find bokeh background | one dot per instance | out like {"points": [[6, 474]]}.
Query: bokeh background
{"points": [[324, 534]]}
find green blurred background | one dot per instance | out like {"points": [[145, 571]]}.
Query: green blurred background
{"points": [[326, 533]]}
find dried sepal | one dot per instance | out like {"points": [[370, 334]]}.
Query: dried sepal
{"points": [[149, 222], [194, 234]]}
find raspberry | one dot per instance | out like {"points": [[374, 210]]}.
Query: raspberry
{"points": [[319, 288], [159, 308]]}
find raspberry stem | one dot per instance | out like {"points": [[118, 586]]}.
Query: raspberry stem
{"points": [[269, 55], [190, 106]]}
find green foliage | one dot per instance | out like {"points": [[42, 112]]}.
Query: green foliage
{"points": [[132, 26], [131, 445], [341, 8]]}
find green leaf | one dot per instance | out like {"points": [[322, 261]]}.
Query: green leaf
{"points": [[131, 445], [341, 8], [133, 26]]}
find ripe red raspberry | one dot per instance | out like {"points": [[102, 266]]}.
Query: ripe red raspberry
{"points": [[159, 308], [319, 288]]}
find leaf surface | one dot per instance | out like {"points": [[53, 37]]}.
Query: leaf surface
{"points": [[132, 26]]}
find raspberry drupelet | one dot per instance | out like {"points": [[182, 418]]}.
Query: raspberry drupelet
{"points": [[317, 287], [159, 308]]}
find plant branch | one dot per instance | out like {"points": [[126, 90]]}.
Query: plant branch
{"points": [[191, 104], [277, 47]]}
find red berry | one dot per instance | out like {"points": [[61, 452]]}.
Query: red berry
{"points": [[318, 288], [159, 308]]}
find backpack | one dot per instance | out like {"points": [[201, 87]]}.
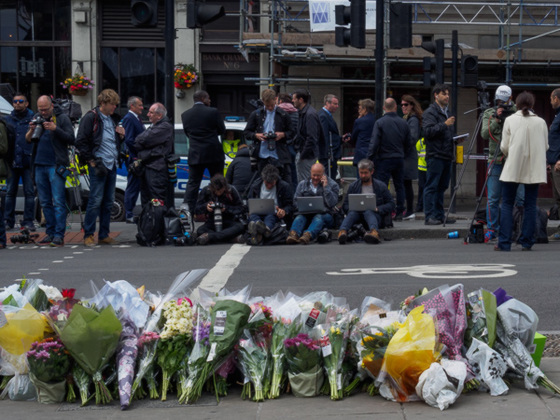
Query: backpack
{"points": [[151, 225]]}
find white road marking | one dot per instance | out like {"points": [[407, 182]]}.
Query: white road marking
{"points": [[442, 271], [218, 276]]}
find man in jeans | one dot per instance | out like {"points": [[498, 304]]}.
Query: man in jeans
{"points": [[320, 185], [98, 143], [51, 139], [17, 124]]}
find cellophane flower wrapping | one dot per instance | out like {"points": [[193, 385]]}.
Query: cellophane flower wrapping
{"points": [[192, 389], [92, 338], [175, 339], [304, 364], [126, 360], [411, 351], [284, 326], [147, 345]]}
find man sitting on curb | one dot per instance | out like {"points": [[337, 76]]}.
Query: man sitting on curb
{"points": [[373, 219], [319, 185]]}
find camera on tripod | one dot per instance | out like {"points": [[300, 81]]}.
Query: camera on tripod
{"points": [[39, 129], [507, 111], [24, 237], [270, 140]]}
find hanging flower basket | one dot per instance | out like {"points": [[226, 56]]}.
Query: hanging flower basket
{"points": [[185, 76], [78, 85]]}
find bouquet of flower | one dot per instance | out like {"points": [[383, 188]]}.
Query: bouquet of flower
{"points": [[92, 337], [185, 76], [77, 83], [147, 345], [303, 357], [49, 363], [174, 341]]}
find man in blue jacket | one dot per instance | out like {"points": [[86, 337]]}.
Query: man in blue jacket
{"points": [[17, 124], [366, 184], [438, 135], [133, 126]]}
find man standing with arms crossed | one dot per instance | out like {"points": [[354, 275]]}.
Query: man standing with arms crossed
{"points": [[438, 135], [133, 126], [203, 125]]}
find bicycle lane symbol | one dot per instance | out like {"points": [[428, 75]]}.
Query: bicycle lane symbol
{"points": [[443, 271]]}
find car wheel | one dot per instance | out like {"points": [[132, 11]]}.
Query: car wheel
{"points": [[117, 212]]}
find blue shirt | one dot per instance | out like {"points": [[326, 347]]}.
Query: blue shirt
{"points": [[108, 152]]}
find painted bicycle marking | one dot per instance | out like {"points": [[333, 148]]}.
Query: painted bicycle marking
{"points": [[454, 271]]}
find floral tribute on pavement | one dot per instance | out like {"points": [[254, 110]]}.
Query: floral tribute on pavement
{"points": [[127, 343]]}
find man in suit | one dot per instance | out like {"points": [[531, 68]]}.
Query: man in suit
{"points": [[329, 146], [202, 125], [133, 126]]}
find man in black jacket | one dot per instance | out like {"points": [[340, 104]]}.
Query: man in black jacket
{"points": [[308, 134], [366, 184], [153, 146], [99, 142], [438, 136], [203, 125], [50, 163], [390, 141], [269, 128], [269, 185]]}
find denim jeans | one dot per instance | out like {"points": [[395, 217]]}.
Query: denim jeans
{"points": [[100, 202], [527, 238], [269, 220], [372, 219], [51, 190], [318, 222], [11, 193], [437, 181], [385, 169]]}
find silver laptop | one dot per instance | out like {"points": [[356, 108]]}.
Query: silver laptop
{"points": [[362, 202], [311, 205], [261, 206]]}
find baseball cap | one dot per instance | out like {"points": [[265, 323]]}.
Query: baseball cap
{"points": [[503, 93]]}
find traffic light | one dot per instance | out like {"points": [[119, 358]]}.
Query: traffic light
{"points": [[144, 13], [355, 15], [469, 71], [434, 66], [199, 13], [400, 29]]}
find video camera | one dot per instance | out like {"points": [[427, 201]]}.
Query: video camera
{"points": [[507, 111], [38, 132]]}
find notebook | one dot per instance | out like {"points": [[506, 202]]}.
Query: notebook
{"points": [[261, 206], [362, 202], [311, 205]]}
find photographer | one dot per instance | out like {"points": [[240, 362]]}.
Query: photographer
{"points": [[491, 130], [221, 206], [51, 135], [270, 128]]}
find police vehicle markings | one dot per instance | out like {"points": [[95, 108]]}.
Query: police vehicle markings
{"points": [[453, 271]]}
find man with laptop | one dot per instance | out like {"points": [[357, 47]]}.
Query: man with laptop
{"points": [[368, 200], [270, 200], [315, 199]]}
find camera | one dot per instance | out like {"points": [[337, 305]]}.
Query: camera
{"points": [[218, 221], [271, 140], [38, 132], [24, 237], [507, 111]]}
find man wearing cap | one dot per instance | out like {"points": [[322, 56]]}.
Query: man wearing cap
{"points": [[491, 130]]}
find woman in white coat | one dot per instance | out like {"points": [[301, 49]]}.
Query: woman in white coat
{"points": [[524, 143]]}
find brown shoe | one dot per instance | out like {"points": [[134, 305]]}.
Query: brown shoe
{"points": [[89, 241], [292, 238], [305, 238], [342, 237], [107, 241], [372, 237]]}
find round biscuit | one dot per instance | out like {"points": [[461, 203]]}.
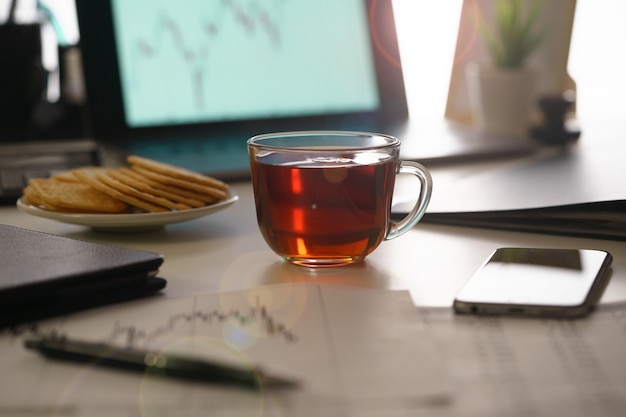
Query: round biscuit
{"points": [[128, 190], [126, 176], [95, 182], [176, 172], [204, 189]]}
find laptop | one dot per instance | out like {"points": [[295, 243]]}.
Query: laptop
{"points": [[188, 82]]}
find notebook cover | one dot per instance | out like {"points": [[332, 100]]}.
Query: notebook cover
{"points": [[44, 274]]}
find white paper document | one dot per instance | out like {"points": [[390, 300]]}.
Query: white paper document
{"points": [[356, 352], [352, 350]]}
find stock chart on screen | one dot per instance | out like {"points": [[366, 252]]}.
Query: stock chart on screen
{"points": [[189, 61]]}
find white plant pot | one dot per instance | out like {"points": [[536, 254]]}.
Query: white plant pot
{"points": [[502, 101]]}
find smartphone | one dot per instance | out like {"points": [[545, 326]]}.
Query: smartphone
{"points": [[536, 282]]}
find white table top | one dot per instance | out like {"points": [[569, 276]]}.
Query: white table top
{"points": [[225, 251]]}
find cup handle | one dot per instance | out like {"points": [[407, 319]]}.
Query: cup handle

### WHAT YOU HAVE TO DO
Copy every line of the data above in which the string "handle" appears.

### RESPONSE BOX
find cup handle | one dot per instance | out like {"points": [[407, 319]]}.
Query: cup handle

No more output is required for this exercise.